Goal of the exercise -> Go to the line that includes "Objective: a point on each instance of the boy in" and retype it, then every line after it to the end of the data, adding nothing.
___ Task input ___
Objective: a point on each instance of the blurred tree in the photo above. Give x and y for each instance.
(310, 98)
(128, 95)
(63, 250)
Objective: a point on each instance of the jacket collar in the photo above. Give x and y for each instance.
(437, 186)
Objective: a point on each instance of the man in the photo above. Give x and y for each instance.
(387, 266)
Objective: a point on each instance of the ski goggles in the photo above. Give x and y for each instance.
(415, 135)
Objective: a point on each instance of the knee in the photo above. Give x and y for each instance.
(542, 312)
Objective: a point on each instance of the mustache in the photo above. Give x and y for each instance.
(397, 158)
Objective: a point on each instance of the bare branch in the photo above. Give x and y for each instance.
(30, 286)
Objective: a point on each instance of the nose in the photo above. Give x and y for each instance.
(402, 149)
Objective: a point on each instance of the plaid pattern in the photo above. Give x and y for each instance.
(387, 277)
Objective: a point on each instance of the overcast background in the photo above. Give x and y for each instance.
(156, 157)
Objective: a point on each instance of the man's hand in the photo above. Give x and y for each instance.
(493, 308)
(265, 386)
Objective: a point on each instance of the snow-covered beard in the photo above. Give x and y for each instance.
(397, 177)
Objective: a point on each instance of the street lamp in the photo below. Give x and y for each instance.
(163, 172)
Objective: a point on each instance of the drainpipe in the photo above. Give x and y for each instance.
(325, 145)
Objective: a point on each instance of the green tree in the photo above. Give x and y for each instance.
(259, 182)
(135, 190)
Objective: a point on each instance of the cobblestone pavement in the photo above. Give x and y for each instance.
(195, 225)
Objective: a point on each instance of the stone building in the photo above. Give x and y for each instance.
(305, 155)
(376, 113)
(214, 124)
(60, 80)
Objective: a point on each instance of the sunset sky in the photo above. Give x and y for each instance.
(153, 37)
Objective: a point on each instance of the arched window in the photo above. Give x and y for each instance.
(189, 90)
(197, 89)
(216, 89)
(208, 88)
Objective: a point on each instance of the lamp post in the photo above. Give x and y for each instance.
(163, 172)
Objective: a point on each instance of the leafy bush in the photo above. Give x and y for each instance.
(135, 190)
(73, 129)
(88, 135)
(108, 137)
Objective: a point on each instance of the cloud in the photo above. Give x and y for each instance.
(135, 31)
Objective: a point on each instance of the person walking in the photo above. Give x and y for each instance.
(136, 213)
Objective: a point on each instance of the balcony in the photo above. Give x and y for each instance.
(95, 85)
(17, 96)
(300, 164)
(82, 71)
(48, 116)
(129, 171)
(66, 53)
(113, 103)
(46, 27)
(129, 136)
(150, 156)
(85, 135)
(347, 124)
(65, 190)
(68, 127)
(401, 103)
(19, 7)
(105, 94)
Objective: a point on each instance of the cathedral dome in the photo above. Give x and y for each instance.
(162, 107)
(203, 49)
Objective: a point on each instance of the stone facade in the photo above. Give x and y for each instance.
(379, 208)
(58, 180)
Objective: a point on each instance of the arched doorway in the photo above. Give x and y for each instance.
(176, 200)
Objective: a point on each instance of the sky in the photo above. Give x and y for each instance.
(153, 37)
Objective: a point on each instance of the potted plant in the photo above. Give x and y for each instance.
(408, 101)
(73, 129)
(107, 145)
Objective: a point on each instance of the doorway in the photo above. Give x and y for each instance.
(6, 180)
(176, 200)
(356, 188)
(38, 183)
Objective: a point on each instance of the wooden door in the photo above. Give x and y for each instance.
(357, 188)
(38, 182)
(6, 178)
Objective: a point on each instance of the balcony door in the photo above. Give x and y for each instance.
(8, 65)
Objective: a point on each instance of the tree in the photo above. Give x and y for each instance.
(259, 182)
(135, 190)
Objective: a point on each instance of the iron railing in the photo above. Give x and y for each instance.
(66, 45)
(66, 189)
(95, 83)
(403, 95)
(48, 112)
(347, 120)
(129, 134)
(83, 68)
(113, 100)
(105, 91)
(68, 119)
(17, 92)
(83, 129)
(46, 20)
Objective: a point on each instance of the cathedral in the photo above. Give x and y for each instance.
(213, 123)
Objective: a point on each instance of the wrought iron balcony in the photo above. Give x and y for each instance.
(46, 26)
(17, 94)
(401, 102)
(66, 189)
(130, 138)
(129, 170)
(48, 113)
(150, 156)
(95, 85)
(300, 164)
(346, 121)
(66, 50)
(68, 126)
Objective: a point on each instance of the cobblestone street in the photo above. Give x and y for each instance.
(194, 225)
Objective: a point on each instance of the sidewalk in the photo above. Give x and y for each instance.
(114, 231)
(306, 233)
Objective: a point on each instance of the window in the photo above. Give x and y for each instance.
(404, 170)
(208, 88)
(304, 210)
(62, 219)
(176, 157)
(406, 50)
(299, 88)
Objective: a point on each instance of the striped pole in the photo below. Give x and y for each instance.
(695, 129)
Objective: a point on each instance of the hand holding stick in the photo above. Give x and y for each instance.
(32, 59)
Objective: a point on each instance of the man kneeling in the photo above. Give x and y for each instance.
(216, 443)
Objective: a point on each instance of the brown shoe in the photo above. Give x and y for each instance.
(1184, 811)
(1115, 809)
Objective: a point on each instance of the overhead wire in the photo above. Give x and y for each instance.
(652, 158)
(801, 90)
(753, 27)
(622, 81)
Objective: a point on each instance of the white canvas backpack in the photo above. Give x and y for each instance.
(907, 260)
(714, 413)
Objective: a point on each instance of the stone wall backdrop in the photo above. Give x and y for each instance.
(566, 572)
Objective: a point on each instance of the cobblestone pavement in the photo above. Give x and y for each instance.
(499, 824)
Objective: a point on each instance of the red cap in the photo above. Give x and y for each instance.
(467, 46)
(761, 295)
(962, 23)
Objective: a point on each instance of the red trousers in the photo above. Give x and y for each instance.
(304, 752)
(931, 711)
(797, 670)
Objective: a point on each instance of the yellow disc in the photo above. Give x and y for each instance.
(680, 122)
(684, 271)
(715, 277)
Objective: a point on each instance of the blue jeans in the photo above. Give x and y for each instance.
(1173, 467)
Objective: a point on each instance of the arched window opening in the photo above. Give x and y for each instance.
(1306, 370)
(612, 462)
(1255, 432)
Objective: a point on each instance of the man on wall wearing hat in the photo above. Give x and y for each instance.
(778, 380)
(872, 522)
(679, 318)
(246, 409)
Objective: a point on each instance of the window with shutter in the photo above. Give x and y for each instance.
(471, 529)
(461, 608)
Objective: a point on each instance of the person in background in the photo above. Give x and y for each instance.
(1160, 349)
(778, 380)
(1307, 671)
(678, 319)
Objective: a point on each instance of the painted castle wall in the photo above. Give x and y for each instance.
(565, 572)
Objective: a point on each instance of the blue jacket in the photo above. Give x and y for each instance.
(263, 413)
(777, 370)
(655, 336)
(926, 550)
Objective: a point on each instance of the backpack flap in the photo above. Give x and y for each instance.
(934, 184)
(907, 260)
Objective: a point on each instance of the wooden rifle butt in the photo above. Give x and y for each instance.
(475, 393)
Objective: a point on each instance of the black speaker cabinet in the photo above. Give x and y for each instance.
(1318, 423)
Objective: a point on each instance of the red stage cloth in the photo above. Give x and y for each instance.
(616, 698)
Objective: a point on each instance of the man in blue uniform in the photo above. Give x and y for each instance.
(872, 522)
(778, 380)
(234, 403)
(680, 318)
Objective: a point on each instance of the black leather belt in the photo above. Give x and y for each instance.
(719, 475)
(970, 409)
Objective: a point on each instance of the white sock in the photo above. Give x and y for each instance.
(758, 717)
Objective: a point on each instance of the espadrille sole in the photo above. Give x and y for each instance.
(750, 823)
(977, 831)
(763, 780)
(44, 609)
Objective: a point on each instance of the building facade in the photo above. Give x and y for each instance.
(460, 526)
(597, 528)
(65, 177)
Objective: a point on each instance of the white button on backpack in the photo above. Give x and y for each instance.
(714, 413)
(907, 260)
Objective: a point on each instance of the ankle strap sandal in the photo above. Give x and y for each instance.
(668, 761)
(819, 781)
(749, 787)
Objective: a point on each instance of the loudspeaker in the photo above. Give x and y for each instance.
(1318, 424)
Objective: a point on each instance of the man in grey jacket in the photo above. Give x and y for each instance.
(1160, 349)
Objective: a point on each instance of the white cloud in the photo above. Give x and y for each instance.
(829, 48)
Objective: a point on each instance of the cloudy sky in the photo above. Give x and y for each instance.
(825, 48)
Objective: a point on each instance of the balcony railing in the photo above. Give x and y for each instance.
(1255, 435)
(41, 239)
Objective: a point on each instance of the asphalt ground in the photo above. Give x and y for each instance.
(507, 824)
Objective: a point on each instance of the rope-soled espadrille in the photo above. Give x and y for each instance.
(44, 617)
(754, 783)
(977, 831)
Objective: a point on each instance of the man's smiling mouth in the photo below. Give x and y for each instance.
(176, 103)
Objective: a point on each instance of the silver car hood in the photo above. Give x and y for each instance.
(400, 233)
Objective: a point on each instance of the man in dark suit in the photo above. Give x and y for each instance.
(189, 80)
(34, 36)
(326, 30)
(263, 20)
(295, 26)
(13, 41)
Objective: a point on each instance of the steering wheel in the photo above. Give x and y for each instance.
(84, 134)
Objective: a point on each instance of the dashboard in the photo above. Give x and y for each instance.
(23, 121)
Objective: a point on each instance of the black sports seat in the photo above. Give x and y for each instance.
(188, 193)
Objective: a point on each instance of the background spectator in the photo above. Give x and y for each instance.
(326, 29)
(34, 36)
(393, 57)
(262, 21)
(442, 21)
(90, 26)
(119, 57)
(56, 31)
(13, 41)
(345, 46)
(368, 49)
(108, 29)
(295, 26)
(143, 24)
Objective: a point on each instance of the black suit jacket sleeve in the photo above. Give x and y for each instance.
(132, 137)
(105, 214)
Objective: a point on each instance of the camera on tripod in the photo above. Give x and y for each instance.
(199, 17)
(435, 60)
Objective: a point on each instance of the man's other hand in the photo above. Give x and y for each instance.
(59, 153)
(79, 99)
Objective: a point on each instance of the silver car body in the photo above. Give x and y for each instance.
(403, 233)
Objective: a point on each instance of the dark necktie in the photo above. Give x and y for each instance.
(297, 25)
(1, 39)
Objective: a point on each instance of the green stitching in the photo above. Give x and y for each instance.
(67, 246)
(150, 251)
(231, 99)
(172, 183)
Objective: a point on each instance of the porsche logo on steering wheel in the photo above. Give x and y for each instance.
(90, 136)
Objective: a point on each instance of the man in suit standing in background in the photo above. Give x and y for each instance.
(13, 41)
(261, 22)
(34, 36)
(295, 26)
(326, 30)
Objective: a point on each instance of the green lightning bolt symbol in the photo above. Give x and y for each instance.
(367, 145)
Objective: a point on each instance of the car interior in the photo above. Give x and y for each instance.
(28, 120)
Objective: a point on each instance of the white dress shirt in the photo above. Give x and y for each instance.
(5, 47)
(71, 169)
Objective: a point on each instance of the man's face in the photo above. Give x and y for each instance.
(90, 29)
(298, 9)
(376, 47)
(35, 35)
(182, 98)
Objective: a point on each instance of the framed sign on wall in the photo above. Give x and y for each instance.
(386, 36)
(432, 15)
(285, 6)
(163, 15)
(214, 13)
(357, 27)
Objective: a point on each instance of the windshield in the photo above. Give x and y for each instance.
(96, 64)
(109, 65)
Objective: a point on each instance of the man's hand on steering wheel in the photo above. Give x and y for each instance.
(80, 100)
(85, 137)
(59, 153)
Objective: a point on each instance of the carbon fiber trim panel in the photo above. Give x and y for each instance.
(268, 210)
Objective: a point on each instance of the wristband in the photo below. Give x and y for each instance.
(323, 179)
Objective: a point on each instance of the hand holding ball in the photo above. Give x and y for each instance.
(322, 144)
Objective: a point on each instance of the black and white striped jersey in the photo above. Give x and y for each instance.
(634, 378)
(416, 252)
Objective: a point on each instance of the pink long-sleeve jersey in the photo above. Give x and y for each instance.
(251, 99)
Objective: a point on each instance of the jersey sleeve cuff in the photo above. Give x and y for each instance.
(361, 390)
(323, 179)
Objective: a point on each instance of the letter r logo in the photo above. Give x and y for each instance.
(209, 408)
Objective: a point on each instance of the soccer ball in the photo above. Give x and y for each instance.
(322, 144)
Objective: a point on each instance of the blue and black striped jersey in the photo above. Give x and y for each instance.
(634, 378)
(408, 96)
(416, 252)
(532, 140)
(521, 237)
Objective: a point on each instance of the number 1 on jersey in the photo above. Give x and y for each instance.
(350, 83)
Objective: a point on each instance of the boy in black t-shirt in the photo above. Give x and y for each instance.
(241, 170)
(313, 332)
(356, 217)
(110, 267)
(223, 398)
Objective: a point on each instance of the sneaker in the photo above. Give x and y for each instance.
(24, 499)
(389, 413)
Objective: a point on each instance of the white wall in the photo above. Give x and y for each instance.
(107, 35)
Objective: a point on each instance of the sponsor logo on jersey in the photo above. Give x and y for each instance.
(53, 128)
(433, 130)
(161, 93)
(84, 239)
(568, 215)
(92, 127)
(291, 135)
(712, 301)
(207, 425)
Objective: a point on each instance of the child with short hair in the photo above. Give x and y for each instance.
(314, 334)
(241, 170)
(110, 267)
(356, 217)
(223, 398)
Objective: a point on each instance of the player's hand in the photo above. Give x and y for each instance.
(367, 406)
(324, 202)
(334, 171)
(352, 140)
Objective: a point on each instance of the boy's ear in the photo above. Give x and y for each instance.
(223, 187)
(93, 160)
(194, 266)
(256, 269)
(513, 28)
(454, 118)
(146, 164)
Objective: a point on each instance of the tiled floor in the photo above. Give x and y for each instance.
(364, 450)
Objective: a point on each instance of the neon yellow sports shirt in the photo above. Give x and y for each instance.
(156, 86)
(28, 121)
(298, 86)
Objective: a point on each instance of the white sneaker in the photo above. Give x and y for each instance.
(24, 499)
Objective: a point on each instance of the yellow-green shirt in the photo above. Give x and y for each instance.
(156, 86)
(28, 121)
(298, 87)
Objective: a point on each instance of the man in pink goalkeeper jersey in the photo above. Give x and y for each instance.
___
Response to this task ->
Objective: a point on each instance of the boy in black t-shirt in the photo above. Give x and y for each instance.
(241, 170)
(313, 332)
(356, 217)
(110, 267)
(223, 398)
Objective: a point on each instance of the sneaker in the photo above. Give x and y for each instance.
(24, 499)
(389, 413)
Objective: a point on each instance of the white wall in the photo above. Give x and y for each instance.
(107, 35)
Objective: a point on each instance of the sponsor logo on jersey in the photo above. Give x and y for each instance.
(53, 128)
(433, 130)
(161, 93)
(84, 239)
(568, 215)
(92, 127)
(291, 135)
(712, 301)
(207, 425)
Objective: a point on each instance of the child with short hair in the photo above. Give x and y for each instance.
(314, 334)
(241, 170)
(110, 267)
(356, 217)
(223, 398)
Objective: a point on each instance of the player's hand in the photo above. Give x and y for each instance.
(367, 406)
(324, 202)
(334, 171)
(352, 140)
Objective: a point on each instance of the boy's ear in the photo above. Give x and y for each instance.
(223, 187)
(93, 160)
(194, 266)
(256, 269)
(513, 28)
(454, 118)
(146, 164)
Objective: a point on each instance of the tiled floor in the photo above. Give x and y for each instance.
(364, 450)
Objective: a point on each instance of the neon yellow sports shirt in the photo above. Give x and y for each instance.
(156, 86)
(28, 121)
(298, 86)
Objective: a point on each instance of the white sneaker in the photo above. Give x and y for each instance.
(24, 499)
Objective: a point on each instance of the yellow-green shirt in the photo above. Give x and y for each instance.
(156, 86)
(28, 121)
(298, 87)
Objective: a point on each instance of the man in pink goalkeeper jersey in the photo above. Give x and y for each instance.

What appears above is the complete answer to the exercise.